§ **EXERCISE DESCRIPTION**
Render every line of the records below as a JSON list of strings, one string per line, with blank lines and the pictures left out.

§ **GIVEN RECORDS**
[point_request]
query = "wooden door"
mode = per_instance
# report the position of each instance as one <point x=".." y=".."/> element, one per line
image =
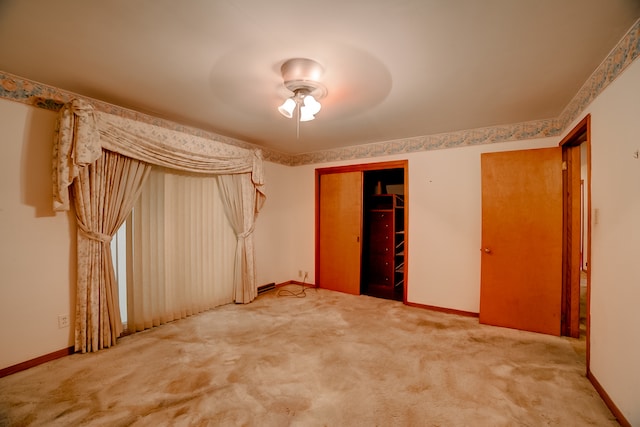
<point x="521" y="267"/>
<point x="340" y="231"/>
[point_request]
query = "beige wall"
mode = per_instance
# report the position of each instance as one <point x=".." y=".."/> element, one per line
<point x="36" y="274"/>
<point x="615" y="262"/>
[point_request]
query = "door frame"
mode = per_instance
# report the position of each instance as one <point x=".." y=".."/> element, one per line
<point x="394" y="164"/>
<point x="580" y="134"/>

§ **ANSWER TO THE EXERCISE**
[
  "[point_request]",
  "query = \"wooden door\"",
  "mode = per_instance",
  "# report the position of each instance as one <point x=\"..\" y=\"..\"/> element, one per line",
  "image =",
  "<point x=\"521\" y=\"267\"/>",
  "<point x=\"340\" y=\"231\"/>",
  "[point_request]",
  "query = \"beige wall\"",
  "mode = per_instance",
  "# report the position of each instance as one <point x=\"..\" y=\"..\"/> element, one per line",
  "<point x=\"36\" y=\"274\"/>",
  "<point x=\"615\" y=\"262\"/>",
  "[point_request]",
  "query = \"door frame\"",
  "mode = per_instance",
  "# report the position of each instance as one <point x=\"..\" y=\"..\"/> element, one per line",
  "<point x=\"394\" y=\"164\"/>",
  "<point x=\"580\" y=\"134\"/>"
]